[Work order] Copy the section of the Advent passage below between "Joseph trusted GOD." and "a living faith.", inclusive, swapping "living faith" for "lasting faith".

*** Given passage Section Begins ***

We see these echoes.
And we see echoes of opportunities for salvation.
The sign Isaiah speaks to Ahaz about; the baby born of a young woman. Growing up to eat curds and honey. The oppressors will be vanquished. And they were. Ephraim, the Kingdom of Israel was destroyed; it’s people sent into exile never to return home.
While Isaiah is speaking to a single, specific geo-political moment with two combined armies bearing down on a frightened king, GOD delivered.
But it’s these echoes which inform us. Echoes of trust in GOD. Echoes of surviving destruction and receiving salvation.
And it’s also echoes turned upside down. Of no trust, fear, wanton and selfish destruction. Self-preservation and vindictiveness which are condemned. And we have opportunities to see in the birth story not just a miraculous moment, but a generation of growth and new life.
That is our assurance for this generation.
Now look at the end of that gospel story. A Christmas preview in Advent. I was tempted to cut it out and wait for Christmas next Saturday night and Sunday morning. But read it again and notice it.
“he took her as his wife, but had no marital relations with her until she had borne a son; and he named him Jesus.”
Matthew doesn’t tell the story of Jesus’s birth. Or even what GOD did. It isn’t about a miraculous pregnancy and a pastoral birth at all.
Joseph trusted GOD. Mary bore her son (not Joseph’s or GOD’s son, but Mary’s). And he named the boy Jesus.
How it all happens is for our imaginations. To turn these echoes of story into the reverberations of a living faith.
How we make this a generation of abundance is for our imaginations and our conscience to act. This final week of Advent, may your dreams be vivid and full of the abundant promise of GOD’s saving grace.

*** Given passage Section Ends ***
*** Input data Section Begins ***

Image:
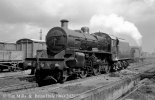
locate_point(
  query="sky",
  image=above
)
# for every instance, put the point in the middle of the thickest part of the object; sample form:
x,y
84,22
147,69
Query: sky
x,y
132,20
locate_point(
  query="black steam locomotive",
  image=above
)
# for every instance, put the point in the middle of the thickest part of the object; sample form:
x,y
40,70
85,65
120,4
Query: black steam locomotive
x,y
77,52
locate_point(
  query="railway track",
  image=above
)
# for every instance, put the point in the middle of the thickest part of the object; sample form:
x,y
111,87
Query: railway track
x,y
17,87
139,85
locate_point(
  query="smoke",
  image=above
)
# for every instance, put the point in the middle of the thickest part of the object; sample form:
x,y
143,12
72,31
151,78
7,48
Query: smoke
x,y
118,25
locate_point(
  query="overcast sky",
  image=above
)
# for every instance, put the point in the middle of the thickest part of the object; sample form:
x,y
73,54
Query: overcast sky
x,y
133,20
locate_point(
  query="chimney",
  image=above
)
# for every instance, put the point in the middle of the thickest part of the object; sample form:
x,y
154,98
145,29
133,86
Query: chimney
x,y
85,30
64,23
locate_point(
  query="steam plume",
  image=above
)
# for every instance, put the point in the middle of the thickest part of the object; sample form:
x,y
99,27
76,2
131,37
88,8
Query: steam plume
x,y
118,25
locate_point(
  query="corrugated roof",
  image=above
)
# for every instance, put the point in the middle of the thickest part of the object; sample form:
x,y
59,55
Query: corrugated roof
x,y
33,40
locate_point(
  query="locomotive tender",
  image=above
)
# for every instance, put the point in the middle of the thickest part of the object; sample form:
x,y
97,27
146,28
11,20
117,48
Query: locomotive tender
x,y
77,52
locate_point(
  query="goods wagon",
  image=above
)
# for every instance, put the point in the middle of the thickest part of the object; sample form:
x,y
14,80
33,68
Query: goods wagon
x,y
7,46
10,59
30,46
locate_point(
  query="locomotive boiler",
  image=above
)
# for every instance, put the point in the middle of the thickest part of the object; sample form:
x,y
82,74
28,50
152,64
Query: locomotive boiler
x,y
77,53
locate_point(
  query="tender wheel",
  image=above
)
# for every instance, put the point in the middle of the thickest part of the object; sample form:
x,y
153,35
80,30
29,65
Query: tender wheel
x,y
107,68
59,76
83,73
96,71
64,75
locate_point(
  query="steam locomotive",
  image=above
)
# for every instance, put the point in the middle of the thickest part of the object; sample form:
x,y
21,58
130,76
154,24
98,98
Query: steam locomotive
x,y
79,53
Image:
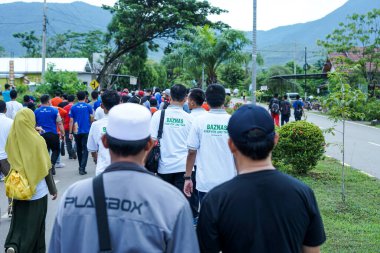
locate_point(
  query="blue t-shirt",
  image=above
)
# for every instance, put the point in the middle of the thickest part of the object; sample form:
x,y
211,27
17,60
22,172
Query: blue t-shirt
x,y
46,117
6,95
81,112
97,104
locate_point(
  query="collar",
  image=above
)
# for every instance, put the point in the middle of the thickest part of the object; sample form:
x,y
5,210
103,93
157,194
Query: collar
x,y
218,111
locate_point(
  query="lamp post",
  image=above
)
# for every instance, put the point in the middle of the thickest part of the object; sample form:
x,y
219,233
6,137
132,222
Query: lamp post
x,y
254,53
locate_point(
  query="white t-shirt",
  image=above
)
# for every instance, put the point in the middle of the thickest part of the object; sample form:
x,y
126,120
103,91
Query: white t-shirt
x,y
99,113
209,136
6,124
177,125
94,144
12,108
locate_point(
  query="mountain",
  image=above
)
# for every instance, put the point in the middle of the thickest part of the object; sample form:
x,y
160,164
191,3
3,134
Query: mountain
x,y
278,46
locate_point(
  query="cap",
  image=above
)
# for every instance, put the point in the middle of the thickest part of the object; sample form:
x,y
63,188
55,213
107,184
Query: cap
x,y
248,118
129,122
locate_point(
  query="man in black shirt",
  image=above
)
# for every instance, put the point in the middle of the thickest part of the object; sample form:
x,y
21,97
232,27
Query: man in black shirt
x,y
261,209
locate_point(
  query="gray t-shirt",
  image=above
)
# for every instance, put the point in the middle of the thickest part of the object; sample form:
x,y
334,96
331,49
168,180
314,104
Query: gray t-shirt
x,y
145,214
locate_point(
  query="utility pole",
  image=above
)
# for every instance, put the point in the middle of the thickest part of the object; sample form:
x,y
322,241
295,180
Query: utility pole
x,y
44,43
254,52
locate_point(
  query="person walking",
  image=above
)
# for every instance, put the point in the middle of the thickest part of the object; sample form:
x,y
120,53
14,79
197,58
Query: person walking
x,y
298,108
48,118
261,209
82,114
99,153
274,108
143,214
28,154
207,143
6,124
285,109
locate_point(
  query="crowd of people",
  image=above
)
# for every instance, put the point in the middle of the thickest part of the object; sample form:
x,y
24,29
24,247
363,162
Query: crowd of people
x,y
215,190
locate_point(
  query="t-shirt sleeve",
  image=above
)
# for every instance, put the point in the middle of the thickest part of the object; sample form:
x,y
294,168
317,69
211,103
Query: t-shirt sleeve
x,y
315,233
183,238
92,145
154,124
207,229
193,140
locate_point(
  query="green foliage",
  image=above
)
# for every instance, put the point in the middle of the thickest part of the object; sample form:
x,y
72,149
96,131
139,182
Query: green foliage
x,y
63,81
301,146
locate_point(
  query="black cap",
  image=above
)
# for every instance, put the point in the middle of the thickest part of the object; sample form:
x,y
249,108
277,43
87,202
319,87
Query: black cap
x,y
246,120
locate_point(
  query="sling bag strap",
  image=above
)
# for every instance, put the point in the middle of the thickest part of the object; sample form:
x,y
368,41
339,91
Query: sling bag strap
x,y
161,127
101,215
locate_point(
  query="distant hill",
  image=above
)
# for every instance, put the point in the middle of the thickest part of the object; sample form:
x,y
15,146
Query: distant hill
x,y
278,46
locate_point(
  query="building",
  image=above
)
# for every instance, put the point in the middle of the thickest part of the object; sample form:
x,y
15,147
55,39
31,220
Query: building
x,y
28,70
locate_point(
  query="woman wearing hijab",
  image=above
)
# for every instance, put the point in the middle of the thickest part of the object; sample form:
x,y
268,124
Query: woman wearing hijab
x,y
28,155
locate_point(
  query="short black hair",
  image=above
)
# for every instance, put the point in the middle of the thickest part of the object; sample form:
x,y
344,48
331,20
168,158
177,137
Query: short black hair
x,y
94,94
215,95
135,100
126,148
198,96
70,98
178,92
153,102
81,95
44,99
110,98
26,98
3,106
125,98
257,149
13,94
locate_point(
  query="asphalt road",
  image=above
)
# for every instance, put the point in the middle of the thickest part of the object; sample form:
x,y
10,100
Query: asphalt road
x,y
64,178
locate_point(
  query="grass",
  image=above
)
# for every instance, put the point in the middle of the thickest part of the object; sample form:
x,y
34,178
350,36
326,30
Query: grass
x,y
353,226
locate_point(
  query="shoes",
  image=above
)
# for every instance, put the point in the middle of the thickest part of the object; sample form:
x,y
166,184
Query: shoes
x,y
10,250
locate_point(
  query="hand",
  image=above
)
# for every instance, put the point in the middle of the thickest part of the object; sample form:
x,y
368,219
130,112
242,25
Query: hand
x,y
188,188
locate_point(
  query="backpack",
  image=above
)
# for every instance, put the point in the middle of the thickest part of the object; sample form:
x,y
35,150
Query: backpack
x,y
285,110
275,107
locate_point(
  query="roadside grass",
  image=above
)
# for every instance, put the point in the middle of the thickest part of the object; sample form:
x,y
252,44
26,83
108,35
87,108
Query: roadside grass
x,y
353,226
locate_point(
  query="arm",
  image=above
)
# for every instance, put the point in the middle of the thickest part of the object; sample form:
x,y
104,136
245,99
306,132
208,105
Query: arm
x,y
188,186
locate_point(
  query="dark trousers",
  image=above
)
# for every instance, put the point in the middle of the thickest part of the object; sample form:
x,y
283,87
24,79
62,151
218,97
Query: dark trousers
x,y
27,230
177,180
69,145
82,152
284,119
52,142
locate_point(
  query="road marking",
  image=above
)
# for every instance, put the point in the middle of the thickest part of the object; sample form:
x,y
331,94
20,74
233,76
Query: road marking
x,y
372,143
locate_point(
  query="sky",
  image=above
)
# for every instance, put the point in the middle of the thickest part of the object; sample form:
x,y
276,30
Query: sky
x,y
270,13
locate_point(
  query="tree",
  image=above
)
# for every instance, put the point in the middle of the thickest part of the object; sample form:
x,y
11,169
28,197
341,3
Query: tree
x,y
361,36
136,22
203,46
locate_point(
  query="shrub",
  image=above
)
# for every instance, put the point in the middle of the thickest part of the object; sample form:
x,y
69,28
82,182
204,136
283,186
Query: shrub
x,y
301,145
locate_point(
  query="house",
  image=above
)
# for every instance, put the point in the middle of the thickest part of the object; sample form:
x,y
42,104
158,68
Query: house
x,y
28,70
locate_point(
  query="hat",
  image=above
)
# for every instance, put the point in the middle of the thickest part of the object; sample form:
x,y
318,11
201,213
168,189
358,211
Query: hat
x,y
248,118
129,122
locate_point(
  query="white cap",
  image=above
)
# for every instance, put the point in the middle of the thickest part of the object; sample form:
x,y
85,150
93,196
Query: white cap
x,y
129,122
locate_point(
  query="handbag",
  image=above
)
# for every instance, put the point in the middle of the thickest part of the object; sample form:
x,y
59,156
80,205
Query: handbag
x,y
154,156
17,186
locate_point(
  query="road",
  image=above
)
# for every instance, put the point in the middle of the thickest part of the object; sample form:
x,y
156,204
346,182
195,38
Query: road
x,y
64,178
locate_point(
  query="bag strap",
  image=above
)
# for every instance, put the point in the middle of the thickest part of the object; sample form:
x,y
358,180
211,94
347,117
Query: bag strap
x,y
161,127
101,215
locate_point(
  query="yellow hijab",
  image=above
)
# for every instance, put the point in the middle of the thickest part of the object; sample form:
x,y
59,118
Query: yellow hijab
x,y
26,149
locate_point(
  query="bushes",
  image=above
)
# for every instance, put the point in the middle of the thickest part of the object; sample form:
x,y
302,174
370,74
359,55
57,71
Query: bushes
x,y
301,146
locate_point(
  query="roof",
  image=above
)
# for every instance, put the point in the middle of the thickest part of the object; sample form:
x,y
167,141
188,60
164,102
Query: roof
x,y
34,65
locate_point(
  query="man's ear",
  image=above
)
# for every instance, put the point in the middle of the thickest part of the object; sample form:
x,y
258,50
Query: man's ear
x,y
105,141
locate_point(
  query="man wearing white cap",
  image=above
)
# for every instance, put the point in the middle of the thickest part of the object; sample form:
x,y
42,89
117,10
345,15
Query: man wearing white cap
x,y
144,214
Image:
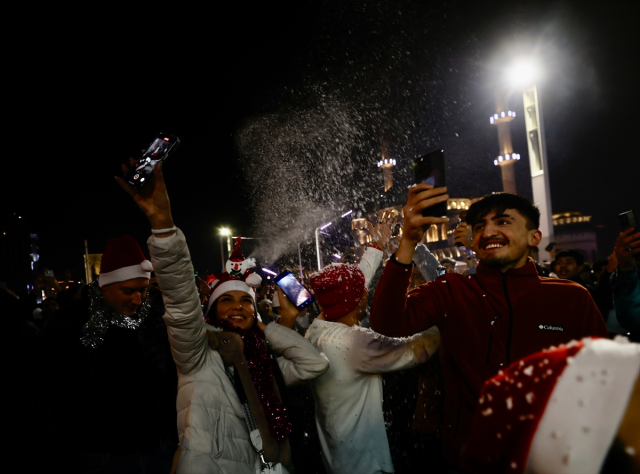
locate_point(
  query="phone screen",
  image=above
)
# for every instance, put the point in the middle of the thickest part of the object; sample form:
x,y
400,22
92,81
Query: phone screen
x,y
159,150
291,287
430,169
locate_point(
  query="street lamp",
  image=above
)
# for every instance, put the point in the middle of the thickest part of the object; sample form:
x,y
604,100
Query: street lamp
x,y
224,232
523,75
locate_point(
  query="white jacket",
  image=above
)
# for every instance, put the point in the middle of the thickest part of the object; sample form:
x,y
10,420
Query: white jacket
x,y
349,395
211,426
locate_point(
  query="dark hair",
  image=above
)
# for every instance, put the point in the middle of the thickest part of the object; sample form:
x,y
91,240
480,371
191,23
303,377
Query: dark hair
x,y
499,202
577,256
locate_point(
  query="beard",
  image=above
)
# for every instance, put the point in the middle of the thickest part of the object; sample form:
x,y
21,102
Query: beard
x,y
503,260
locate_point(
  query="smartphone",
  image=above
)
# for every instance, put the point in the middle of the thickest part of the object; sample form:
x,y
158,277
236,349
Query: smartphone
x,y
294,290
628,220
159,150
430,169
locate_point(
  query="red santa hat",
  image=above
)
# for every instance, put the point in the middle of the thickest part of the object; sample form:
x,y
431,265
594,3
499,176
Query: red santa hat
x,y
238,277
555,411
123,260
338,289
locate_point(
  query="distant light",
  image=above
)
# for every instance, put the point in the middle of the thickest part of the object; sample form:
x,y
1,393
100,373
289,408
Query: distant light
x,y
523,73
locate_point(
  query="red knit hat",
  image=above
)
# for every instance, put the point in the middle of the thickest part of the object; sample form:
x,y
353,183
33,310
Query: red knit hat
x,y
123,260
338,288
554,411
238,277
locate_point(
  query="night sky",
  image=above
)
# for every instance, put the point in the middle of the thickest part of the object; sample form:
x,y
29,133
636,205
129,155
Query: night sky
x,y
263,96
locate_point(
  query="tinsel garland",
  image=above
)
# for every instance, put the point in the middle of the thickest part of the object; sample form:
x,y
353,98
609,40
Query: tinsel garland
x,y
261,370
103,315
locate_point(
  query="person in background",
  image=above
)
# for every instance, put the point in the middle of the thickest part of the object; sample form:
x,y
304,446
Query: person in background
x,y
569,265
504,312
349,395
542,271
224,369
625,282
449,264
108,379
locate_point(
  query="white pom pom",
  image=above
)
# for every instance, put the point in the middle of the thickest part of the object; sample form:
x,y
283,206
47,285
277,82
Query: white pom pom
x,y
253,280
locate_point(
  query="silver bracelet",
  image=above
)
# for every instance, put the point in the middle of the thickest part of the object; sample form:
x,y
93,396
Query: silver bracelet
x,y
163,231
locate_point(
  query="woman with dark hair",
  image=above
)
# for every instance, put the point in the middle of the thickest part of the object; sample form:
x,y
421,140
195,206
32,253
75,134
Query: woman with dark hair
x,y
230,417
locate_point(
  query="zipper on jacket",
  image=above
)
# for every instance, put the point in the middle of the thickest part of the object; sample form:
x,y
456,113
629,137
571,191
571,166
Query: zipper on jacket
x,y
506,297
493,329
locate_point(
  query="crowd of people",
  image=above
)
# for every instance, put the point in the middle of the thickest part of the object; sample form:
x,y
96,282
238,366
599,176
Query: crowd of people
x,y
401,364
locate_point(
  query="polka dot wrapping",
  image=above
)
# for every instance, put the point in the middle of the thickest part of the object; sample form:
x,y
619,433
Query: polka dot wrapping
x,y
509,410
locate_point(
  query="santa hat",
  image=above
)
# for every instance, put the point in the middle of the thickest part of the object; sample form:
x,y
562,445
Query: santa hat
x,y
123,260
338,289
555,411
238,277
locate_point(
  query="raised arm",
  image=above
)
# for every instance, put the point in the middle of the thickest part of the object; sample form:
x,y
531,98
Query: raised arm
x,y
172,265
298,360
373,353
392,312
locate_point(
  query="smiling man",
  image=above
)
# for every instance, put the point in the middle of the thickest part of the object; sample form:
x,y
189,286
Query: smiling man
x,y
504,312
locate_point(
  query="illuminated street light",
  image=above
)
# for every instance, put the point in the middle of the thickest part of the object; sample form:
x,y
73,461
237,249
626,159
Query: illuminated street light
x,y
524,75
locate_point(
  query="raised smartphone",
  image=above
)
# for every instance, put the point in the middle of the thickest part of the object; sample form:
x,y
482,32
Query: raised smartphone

*** Input data Section Ends ***

[Written response]
Joseph trusted GOD. Mary bore her son (not Joseph’s or GOD’s son, but Mary’s). And he named the boy Jesus.
How it all happens is for our imaginations. To turn these echoes of story into the reverberations of a lasting faith.